▶ _Dataset entries_:
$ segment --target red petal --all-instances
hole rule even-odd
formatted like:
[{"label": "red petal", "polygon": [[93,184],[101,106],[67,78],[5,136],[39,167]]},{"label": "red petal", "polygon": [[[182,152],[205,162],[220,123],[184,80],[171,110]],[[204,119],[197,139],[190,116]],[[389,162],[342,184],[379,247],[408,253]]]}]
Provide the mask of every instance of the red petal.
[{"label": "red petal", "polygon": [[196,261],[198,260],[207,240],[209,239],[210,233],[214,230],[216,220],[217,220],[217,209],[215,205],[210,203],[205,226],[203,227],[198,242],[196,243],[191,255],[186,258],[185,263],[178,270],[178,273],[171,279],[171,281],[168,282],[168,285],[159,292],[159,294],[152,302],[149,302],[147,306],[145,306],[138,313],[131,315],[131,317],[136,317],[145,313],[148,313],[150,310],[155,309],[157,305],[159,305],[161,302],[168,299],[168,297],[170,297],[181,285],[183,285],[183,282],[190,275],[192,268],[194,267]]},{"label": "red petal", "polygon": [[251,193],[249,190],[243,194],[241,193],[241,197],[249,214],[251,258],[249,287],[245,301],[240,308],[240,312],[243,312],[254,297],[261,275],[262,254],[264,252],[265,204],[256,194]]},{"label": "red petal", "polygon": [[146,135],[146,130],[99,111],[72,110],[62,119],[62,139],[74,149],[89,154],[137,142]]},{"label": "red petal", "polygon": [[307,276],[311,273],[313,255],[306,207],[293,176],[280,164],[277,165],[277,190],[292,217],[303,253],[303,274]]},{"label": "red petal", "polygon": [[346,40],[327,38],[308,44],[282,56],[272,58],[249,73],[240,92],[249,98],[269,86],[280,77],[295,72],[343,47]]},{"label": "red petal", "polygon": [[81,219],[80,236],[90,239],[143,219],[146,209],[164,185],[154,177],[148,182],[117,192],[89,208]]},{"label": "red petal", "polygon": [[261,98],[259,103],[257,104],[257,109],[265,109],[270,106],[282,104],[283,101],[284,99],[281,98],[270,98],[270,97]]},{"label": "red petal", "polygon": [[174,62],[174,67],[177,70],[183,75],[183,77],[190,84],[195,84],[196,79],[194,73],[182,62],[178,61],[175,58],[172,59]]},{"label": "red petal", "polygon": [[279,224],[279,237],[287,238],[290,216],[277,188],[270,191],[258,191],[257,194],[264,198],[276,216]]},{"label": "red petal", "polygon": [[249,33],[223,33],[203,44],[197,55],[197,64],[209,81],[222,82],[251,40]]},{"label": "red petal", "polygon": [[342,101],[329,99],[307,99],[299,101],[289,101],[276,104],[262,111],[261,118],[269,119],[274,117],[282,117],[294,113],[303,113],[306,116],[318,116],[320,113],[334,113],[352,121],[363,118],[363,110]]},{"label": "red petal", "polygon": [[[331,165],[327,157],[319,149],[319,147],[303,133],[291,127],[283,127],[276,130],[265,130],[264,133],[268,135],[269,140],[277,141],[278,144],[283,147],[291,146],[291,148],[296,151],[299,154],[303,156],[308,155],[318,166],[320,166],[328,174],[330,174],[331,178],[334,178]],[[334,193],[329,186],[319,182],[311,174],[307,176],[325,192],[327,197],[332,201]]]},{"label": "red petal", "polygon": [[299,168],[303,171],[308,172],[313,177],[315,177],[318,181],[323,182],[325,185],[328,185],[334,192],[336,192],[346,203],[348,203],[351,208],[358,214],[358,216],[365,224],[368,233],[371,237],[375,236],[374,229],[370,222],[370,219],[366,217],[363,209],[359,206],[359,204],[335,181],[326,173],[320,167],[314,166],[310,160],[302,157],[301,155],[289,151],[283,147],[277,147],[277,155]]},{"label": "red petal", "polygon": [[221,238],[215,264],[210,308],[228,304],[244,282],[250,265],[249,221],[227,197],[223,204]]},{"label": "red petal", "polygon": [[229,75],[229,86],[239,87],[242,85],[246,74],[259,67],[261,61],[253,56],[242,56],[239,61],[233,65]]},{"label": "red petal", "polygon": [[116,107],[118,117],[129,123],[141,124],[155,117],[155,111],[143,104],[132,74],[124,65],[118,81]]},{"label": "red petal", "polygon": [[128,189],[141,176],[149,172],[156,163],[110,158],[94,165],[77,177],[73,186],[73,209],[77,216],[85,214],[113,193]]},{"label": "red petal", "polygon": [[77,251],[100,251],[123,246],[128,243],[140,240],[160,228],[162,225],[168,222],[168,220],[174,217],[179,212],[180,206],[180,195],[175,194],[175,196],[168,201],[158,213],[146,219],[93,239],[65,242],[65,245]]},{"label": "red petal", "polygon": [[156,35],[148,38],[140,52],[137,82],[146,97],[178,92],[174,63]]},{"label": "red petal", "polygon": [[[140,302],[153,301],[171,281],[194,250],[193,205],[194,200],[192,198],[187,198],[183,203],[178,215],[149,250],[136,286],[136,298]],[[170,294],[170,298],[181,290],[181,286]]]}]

▶ _Requirement_:
Return every row above unchanged, reproducing each line character for character.

▶ _Complete answer_:
$ segment --target red petal --all-instances
hole rule even-odd
formatted like:
[{"label": "red petal", "polygon": [[93,184],[101,106],[67,78],[5,136],[39,167]]},{"label": "red petal", "polygon": [[[182,152],[205,162],[220,123],[184,80],[171,110]],[[204,119],[197,139],[190,116]],[[389,162],[342,184],[379,247],[408,253]]]}]
Provide the mask of every instance of the red petal.
[{"label": "red petal", "polygon": [[196,261],[198,260],[207,240],[209,239],[210,233],[214,230],[216,220],[217,220],[217,209],[215,205],[210,203],[205,226],[203,227],[198,242],[196,243],[191,255],[186,258],[185,263],[178,270],[178,273],[171,279],[171,281],[168,282],[168,285],[159,292],[159,294],[152,302],[149,302],[147,306],[145,306],[138,313],[131,315],[131,317],[136,317],[145,313],[148,313],[150,310],[155,309],[157,305],[159,305],[161,302],[168,299],[168,297],[170,297],[181,285],[183,285],[183,282],[190,275],[192,268],[194,267]]},{"label": "red petal", "polygon": [[251,193],[249,190],[243,194],[241,193],[241,197],[249,214],[251,258],[249,287],[245,301],[240,308],[240,312],[243,312],[254,297],[261,275],[262,254],[264,252],[265,204],[256,194]]},{"label": "red petal", "polygon": [[146,135],[146,130],[99,111],[72,110],[62,119],[62,139],[74,149],[89,154],[137,142]]},{"label": "red petal", "polygon": [[307,276],[311,273],[313,255],[306,207],[293,176],[280,164],[277,165],[277,190],[292,217],[303,253],[303,274]]},{"label": "red petal", "polygon": [[346,40],[327,38],[308,44],[282,56],[272,58],[249,73],[240,92],[249,98],[269,86],[280,77],[295,72],[343,47]]},{"label": "red petal", "polygon": [[81,219],[80,236],[90,239],[143,219],[146,209],[164,185],[154,177],[148,182],[117,192],[89,208]]},{"label": "red petal", "polygon": [[261,98],[259,103],[257,104],[257,109],[265,109],[270,106],[282,104],[283,101],[284,99],[281,98],[270,98],[270,97]]},{"label": "red petal", "polygon": [[174,62],[174,67],[177,70],[183,75],[183,77],[190,84],[195,84],[196,79],[194,73],[182,62],[178,61],[175,58],[172,59]]},{"label": "red petal", "polygon": [[279,224],[279,237],[287,238],[290,216],[277,188],[270,191],[258,191],[257,194],[264,198],[276,216]]},{"label": "red petal", "polygon": [[249,33],[223,33],[203,44],[197,55],[197,64],[209,81],[222,82],[251,40]]},{"label": "red petal", "polygon": [[342,101],[329,99],[307,99],[299,101],[289,101],[276,104],[262,111],[261,118],[269,119],[274,117],[282,117],[294,113],[303,113],[306,116],[318,116],[320,113],[334,113],[352,121],[363,118],[363,110]]},{"label": "red petal", "polygon": [[[331,165],[327,157],[319,149],[319,147],[303,133],[291,127],[283,127],[276,130],[265,130],[264,133],[268,135],[269,140],[277,141],[278,144],[283,147],[291,146],[291,148],[296,151],[299,154],[303,156],[308,155],[318,166],[320,166],[328,174],[330,174],[331,178],[334,178]],[[334,193],[329,186],[319,182],[311,174],[307,176],[325,192],[327,197],[332,201]]]},{"label": "red petal", "polygon": [[299,168],[303,171],[308,172],[313,177],[315,177],[318,181],[323,182],[325,185],[328,185],[334,192],[336,192],[346,203],[348,203],[351,208],[358,214],[358,216],[365,224],[368,233],[371,237],[375,236],[374,229],[370,222],[370,219],[366,217],[363,209],[359,206],[359,204],[335,181],[326,173],[320,167],[314,166],[310,160],[302,157],[301,155],[289,151],[283,147],[277,147],[277,155]]},{"label": "red petal", "polygon": [[221,238],[215,264],[210,308],[228,304],[244,282],[250,265],[249,221],[227,197],[223,204]]},{"label": "red petal", "polygon": [[229,75],[229,86],[239,87],[242,85],[246,74],[259,67],[261,61],[253,56],[242,56],[239,61],[233,65]]},{"label": "red petal", "polygon": [[116,107],[118,117],[129,123],[141,124],[155,117],[155,111],[143,104],[132,74],[124,65],[118,81]]},{"label": "red petal", "polygon": [[128,189],[141,176],[149,172],[156,163],[110,158],[94,165],[77,177],[73,186],[73,209],[77,216],[85,214],[113,193]]},{"label": "red petal", "polygon": [[77,251],[100,251],[123,246],[128,243],[140,240],[160,228],[162,225],[168,222],[168,220],[174,217],[179,212],[180,206],[180,195],[175,194],[175,196],[168,201],[158,213],[146,219],[93,239],[65,242],[65,245]]},{"label": "red petal", "polygon": [[156,35],[148,38],[140,52],[137,82],[146,97],[178,92],[174,63]]},{"label": "red petal", "polygon": [[[140,302],[153,301],[171,281],[194,250],[193,205],[194,200],[192,198],[187,198],[183,203],[178,215],[149,250],[136,286],[136,298]],[[170,294],[170,298],[181,290],[181,286]]]}]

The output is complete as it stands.